PROBLEM DESCRIPTION: Reproduce each of the items below word for word, and omit the pictures from your answer.

....................

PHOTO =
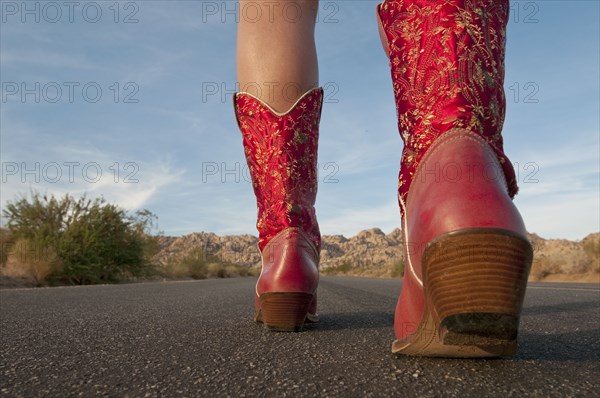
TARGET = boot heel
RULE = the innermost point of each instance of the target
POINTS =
(284, 312)
(475, 283)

....................

RESULT OF THE EXERCISE:
PHOTO =
TARGET = boot heel
RULE = the innermost point of each instance of the target
POINTS =
(284, 312)
(475, 283)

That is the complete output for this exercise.